Return all entries precisely as they stand, without the images.

* * * * * * * * *

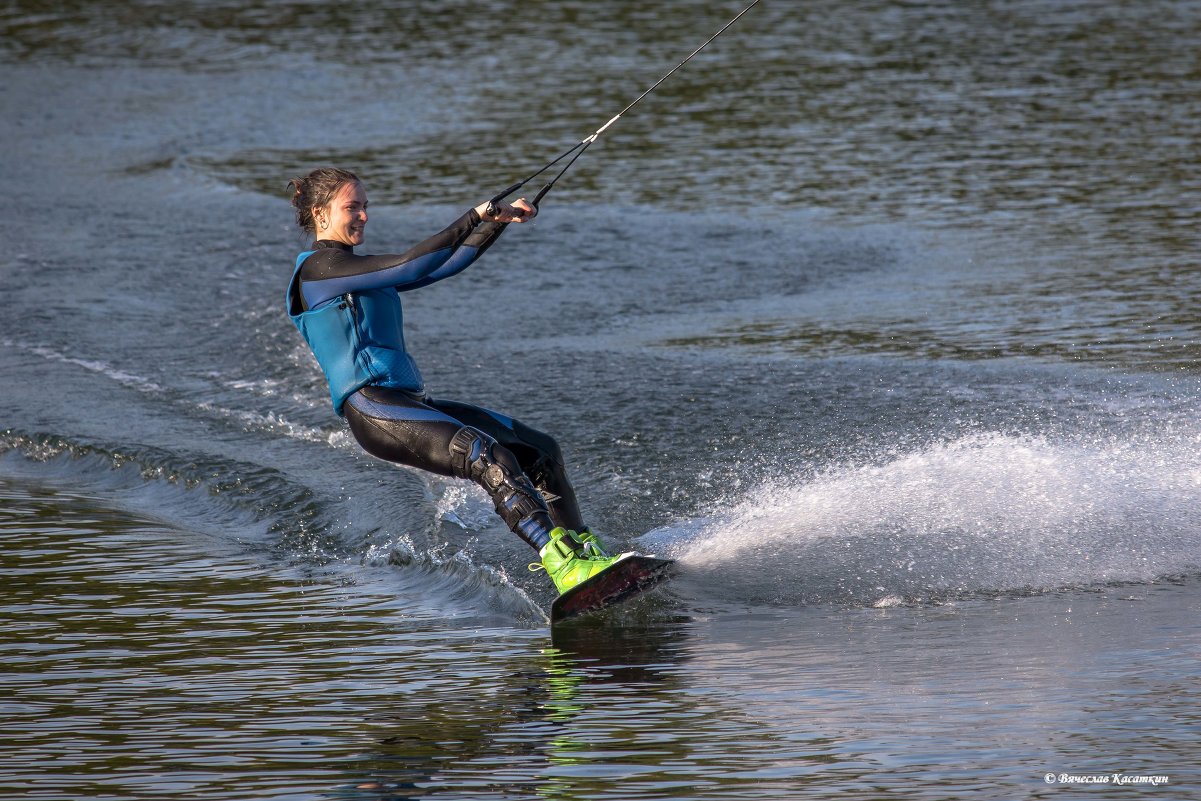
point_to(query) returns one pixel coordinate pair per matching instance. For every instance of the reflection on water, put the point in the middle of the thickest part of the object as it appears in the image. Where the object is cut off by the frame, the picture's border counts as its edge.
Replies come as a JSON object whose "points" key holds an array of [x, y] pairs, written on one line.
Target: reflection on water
{"points": [[139, 662]]}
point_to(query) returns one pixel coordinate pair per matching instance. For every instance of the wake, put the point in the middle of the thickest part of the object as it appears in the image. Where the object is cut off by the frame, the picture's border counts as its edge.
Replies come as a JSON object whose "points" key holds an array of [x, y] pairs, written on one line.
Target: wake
{"points": [[984, 514]]}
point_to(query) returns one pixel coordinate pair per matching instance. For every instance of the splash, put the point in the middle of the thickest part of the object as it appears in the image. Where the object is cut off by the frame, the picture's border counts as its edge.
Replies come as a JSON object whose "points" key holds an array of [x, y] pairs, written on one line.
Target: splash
{"points": [[984, 514]]}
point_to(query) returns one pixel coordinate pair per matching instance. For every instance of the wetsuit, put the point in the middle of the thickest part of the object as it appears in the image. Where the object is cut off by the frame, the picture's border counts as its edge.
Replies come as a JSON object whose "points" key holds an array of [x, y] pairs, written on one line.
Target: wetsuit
{"points": [[348, 309]]}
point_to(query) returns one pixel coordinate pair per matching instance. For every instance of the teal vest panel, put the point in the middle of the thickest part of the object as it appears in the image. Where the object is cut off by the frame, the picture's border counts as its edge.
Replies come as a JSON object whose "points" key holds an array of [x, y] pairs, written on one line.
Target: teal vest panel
{"points": [[358, 340]]}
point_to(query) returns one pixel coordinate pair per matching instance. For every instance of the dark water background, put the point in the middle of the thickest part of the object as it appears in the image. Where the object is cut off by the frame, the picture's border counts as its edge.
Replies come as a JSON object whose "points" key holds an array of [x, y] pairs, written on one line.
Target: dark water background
{"points": [[878, 317]]}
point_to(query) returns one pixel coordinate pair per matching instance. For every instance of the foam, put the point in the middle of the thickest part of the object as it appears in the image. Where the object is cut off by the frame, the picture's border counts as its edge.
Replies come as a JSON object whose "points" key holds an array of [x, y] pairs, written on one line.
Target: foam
{"points": [[981, 514]]}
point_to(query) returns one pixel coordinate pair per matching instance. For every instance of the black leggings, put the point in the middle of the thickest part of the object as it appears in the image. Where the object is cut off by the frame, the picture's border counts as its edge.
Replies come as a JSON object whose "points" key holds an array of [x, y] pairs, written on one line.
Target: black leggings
{"points": [[520, 468]]}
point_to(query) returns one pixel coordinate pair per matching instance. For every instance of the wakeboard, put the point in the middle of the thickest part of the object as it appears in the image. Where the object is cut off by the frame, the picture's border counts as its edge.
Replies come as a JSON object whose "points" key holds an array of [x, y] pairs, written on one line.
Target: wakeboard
{"points": [[623, 580]]}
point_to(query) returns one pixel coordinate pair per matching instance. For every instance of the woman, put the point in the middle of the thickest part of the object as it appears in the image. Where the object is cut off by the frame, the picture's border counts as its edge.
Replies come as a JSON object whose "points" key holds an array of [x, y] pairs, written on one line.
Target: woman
{"points": [[348, 310]]}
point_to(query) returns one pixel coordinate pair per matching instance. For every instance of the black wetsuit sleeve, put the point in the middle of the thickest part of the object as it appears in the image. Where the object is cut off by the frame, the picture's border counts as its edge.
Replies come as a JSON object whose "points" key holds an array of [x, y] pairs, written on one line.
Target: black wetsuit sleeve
{"points": [[334, 272]]}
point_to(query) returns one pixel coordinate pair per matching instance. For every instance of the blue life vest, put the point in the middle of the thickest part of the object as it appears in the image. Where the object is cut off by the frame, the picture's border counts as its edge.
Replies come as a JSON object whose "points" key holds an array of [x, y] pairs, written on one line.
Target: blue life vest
{"points": [[358, 340]]}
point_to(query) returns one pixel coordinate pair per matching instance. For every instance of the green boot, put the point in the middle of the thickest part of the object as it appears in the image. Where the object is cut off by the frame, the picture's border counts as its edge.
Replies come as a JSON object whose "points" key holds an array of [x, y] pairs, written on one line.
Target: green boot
{"points": [[567, 567]]}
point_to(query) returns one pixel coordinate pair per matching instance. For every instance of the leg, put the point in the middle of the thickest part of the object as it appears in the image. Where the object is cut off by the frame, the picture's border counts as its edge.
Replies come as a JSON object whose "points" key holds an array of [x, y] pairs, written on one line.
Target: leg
{"points": [[400, 428], [538, 454]]}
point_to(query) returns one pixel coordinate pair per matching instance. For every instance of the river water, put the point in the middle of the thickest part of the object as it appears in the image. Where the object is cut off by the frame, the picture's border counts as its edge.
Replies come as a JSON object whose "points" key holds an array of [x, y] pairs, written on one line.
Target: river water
{"points": [[878, 317]]}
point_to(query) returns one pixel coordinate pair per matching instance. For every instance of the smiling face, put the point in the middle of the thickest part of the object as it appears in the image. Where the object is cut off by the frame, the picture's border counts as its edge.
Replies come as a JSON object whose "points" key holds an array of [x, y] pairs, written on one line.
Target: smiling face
{"points": [[345, 216]]}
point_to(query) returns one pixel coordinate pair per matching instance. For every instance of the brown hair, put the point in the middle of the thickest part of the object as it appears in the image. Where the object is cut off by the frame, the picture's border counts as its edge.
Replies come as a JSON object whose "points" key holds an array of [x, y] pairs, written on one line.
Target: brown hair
{"points": [[317, 190]]}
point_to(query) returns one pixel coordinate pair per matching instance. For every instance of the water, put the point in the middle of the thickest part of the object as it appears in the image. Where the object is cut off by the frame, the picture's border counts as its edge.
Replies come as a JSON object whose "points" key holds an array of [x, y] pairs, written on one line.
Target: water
{"points": [[877, 318]]}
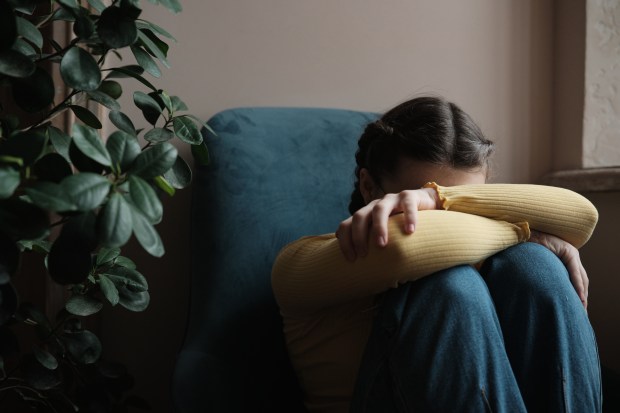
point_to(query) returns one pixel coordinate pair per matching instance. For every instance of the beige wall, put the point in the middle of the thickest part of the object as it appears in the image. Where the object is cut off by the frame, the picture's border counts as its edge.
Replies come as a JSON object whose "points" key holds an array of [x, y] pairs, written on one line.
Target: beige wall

* * * * * * * * *

● **Answer to the exercise**
point_to(query) returns one pixel coordinate pair per matching instance. For every instance of the reflection on water, put the point in the middle of the thickest part of the object as it appears in the image. Where the object is cut off by the frame, the picture's border counts as its edge.
Replies come as a JSON object whose "points" key holds an array of [x, y] pairs, written on one line.
Target: reflection on water
{"points": [[139, 662]]}
point_to(query) returns one pixel coordinate pair per matching instance. For every instance of the wake, put the point in the middle of the thickest part of the object as it appears in the image. Where the object is cut off by the frame, the picture's border counts as its edge.
Replies come as a JSON object whose "points" key holds an array of [x, y] pairs, written on one line.
Target: wake
{"points": [[984, 514]]}
point_to(query) returns one pixel coordinate pair per matching instance. For every instance of the splash, put the point in the middle of the thickest part of the object as it appears in the image. Where the object is cut off by the frame, the picture's border counts as its edge.
Replies come as a JSON object whose "points" key holds an array of [x, y] pairs, written on one line.
Target: splash
{"points": [[984, 514]]}
point_to(query) returns one pixel coordinate pair per matching instance. For every instance of the wetsuit, put the point in the middle of the thickest part of the object as it appears in the image. Where the object is cut off by the frame, the picture's border counts as its edge.
Replies come as a JSON object whose "points" key holds an array of [x, y] pairs, written on one line.
Target: wetsuit
{"points": [[348, 309]]}
point_to(query) returns one pixel coordinate pair per matching instance. For every instance of the teal vest panel, put the point in the middle of the thickest part of the object as it appears in the image. Where the object is cut off by the frame, the picture's border counts as its edge.
Replies come as a JSON object whose "points" key holds an array of [x, y] pairs, written on one line.
Target: teal vest panel
{"points": [[358, 340]]}
point_to(query) returns one pixel coordinate pair per matching instance. For every instance of the dark water background, put the point in the middle of the thickest part of the object as it appears in the image. Where the object is cut off by the frame, the picture's border counts as its edge.
Replies come as a JSON object whose "points" key holds an array of [x, y] pairs, written on one line.
Target: dark water background
{"points": [[878, 317]]}
point_to(query) returns one pixel coordinate pair per matching instance. For every instance of the foam, put the point in the middle of the thickest part of the object as it appears in the image. Where the object is cut off by the frame, the picture's border counts as its edge.
Replies come as a JSON object whose "points" key holds an array of [x, y] pairs, written on one line.
Target: foam
{"points": [[981, 514]]}
point_to(query) returns one pixel coordinate pair per matching instance. For every instance of the black leggings, put the point in the middle of the thickest part of the object as it appears in the image. Where the object is cut off by the frame, the picture's border counts as its edge.
Replies come as a JSON object whose "points" key holds an array of [x, y] pairs, written on one line.
Target: black leggings
{"points": [[520, 468]]}
point_to(query) returns one pixel coordinate pair per matching instance. For every instance of the wakeboard, put the point in the middle of the thickest part of the object as it appears in the image. Where the object is cut off by the frame, the picture's border counts as its edge.
Replies come as a JSON object whose "points" key holds an array of [x, y] pairs, written on one line.
Target: wakeboard
{"points": [[623, 580]]}
point_to(query) returns one pixel coordinate pair per matching instance. For every instance of the woman, put the point in the middle of the thickest part of the object as it appears in the image. Where the object is cut off by the frame, the picture's border counts as its edge.
Replies come as a JSON object whose "points" key holds an array of [x, y] pairs, written on one line.
Target: woman
{"points": [[348, 310]]}
point_to(query) returns one pixel coordinate pair per matching instance. For every instance of the black wetsuit sleeve, put the point in the middle of the thickest part of the object as it appears in the image. Where the object is cut off by the frame, the picture's border counts as its edge.
Replies come as a JSON object whose "points" key holds an array of [x, y] pairs, written on one line.
Target: black wetsuit sleeve
{"points": [[334, 272]]}
point_to(query) returns one pixel coordinate pair per matching instance. For every instance of the blue life vest, put the point in the middle of the thickest part of the object as it appears in the image. Where the object is cut off by the frame, the picture's border counts as its edge.
Replies come as a JSON object whose "points" key holds an array of [x, y] pairs, written on one line.
Target: blue life vest
{"points": [[358, 340]]}
point_to(query) returns one pixel coordinate pair per matching instance. For every instance of the green boot, put the point in the middle of the thickest part of the object as it appears in the image. Where the object is cut off by the frame, the picture's border counts as its edge.
Replies come as a JSON object whose "points" key holds an array of [x, y] pairs, written on one line.
Target: green boot
{"points": [[567, 567]]}
point_to(query) returns one pixel coordinate pair per matching instance. For every instance of the leg, put the point in the middle of the thickest part of the object as it appears in the image. Where the object is cut off by the frame, the picture's border counts as its edge.
Replies come as a JSON object whose "points" key holds an array of [x, y] pairs, written on one line.
Target: leg
{"points": [[400, 428], [538, 454]]}
point_to(query) returns one pixel coordinate pair per matching instance. For every instance of the river water, put the point in the middle of the thickest part of the object as it appears in the image. Where the object is cut off by the frame, the picture's border counts as its edge.
Replies come as a JSON object whose "points" key holds an array of [x, y] pairs, written on one line.
Target: river water
{"points": [[878, 317]]}
point_to(query) returns one pixel coordinate pair per matching instance. For every instance of the smiling face, put the point in the middle of the thickest part of the object as it appears in the image. Where the object is cut off by the frame, the picture's border counts as its edge.
Replies come as a JSON object whose "points" key holds an array of [x, y] pairs, written on one line.
Target: smiling face
{"points": [[345, 216]]}
point_to(query) returns one pixel coordinate pair per matching instance. For every instance of the brown hair, put the point in the middle of the thickest part of the object as it appears in the image. Where the object is cut off by the frame, the picture's border counts as its edge.
Replies come as a JSON object whose "points" key holds an array of [x, y] pairs, written on one line.
Target: brown hair
{"points": [[317, 190]]}
point_to(query) returns one pixel coordinate pair per matching instance. For every instance of the water, put the point in the middle of the thickest part of the object as it appears in the image. Where the object is cut off by the frame, the picture's border counts as its edge.
Replies come as a JSON object whose "points" key holds an array of [x, y] pairs, written on one line.
Target: water
{"points": [[877, 318]]}
point_to(query) returns one pixel coordinate pair per matching instance. For every instance of the beige wall, put the point in the middle of the thickest part of the object as it appears in the image. Where the object is cut off by the frame, the picture's border counts as its edge.
Replies come as a JSON object whose "points" key holds an array of [x, y] pairs, written on one line.
Target: beige wall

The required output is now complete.